EXERCISE: Below are some records. Repeat exactly the lines from the one containing "Where can the tile" through the final line.
*** Opening GIVEN DATA ***
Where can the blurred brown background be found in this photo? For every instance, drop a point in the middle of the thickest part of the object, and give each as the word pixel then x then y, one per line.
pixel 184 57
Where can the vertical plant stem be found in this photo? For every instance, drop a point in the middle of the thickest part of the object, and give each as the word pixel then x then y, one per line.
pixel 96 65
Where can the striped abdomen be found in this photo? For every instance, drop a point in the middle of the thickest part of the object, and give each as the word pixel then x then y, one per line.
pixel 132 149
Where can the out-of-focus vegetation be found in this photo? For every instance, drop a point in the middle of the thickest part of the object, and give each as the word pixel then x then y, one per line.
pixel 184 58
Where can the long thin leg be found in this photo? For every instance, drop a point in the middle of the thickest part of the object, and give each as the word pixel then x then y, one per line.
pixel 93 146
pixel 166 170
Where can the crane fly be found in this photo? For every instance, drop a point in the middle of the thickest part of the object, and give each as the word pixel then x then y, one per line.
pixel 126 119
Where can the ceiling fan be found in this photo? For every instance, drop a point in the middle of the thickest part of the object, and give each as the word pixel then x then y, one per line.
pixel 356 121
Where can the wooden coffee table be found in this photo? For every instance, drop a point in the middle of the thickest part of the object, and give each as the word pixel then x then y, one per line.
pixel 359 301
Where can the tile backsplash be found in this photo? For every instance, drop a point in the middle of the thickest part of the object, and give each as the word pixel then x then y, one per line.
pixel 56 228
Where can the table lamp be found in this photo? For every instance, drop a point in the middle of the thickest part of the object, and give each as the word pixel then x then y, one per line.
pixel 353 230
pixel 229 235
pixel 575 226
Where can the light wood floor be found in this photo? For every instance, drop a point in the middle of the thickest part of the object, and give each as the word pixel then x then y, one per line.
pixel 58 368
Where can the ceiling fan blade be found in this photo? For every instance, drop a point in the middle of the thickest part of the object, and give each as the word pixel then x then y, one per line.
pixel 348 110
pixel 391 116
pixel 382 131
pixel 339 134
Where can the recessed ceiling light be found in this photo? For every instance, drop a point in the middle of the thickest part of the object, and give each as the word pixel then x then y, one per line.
*** Closing GIVEN DATA ***
ANSWER BOX:
Where can the tile backsplash be found in this photo? For every instance, drop a point in the middle of the thickest part of the object, and give each as the word pixel then x then y, one per line.
pixel 56 228
Where can the table lamp be found in this photo? For every instance, drop a point in the middle of the thickest part of the object, and give each as the word pixel then x then y, one per line.
pixel 353 230
pixel 229 235
pixel 575 226
Where can the light wood floor be found in this photo? For every instance, drop a point in the middle of the thickest part of the object, and give each as the word pixel then x then y, one per line.
pixel 58 368
Where can the ceiling fan blade be found in this photo? For every instance, drop a point in the middle of the thickest part of the object, and give each as the word pixel then x then y, one per line.
pixel 348 110
pixel 391 116
pixel 382 131
pixel 339 134
Where can the recessed ceiling light be found in this photo? For every instance, drop a point in the middle of the thickest part of the object, and give each as the word pixel then x then y, one per line.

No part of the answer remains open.